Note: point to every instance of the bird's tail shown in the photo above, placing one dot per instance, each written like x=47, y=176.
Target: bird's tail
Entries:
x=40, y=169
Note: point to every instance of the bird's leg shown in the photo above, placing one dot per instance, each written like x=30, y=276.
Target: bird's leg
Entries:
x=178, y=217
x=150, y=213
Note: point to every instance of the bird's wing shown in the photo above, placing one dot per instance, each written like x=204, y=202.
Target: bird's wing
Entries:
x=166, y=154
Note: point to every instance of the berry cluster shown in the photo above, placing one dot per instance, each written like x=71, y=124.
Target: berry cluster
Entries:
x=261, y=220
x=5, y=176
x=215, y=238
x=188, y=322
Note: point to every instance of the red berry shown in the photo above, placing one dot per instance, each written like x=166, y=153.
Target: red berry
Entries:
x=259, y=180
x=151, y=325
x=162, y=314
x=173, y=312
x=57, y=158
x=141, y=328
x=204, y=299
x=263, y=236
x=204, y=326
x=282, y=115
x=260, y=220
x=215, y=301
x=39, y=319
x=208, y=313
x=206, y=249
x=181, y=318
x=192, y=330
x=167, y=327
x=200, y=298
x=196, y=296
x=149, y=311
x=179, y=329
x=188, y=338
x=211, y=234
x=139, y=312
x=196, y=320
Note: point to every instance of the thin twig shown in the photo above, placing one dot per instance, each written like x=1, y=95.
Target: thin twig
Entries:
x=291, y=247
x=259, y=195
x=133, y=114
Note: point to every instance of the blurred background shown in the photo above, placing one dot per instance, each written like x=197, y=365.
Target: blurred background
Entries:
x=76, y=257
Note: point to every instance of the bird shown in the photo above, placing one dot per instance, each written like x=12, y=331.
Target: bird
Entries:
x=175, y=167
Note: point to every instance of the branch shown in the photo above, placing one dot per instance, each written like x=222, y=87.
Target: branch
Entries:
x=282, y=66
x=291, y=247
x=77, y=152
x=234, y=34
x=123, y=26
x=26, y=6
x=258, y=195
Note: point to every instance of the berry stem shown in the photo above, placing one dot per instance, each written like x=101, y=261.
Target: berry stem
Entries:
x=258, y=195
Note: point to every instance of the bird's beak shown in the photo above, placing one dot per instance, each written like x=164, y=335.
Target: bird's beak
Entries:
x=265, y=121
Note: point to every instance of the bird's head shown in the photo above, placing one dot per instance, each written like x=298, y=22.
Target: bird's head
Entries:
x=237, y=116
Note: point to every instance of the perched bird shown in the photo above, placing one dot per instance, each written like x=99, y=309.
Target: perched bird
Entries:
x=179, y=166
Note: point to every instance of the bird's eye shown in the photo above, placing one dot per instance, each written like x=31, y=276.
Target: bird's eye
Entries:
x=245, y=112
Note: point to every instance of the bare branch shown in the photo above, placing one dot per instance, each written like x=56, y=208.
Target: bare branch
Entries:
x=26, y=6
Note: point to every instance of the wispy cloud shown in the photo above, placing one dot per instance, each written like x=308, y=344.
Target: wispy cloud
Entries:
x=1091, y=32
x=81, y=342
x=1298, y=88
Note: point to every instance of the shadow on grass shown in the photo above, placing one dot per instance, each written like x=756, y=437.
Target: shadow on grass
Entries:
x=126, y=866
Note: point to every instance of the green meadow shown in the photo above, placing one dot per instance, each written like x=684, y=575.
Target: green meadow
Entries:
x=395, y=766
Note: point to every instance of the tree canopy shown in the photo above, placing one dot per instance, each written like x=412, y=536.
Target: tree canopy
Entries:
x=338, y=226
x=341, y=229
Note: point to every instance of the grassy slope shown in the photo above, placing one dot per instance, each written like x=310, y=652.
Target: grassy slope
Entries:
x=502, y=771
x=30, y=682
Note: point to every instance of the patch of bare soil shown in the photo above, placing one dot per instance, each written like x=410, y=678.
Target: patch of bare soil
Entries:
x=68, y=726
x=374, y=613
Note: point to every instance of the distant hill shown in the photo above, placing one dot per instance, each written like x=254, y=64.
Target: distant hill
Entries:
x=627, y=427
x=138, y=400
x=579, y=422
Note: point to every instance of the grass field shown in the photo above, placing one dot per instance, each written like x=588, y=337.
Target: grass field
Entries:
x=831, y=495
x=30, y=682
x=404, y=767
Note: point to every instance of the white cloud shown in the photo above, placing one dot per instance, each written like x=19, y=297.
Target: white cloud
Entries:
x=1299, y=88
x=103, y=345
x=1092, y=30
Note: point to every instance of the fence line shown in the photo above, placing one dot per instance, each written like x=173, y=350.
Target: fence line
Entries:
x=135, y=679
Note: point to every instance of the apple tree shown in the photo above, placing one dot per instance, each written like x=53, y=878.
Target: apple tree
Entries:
——
*DIRECTIONS*
Wherever a line in the records above includes "patch", count it, then give the total and nothing besides.

*SOLUTION BELOW*
2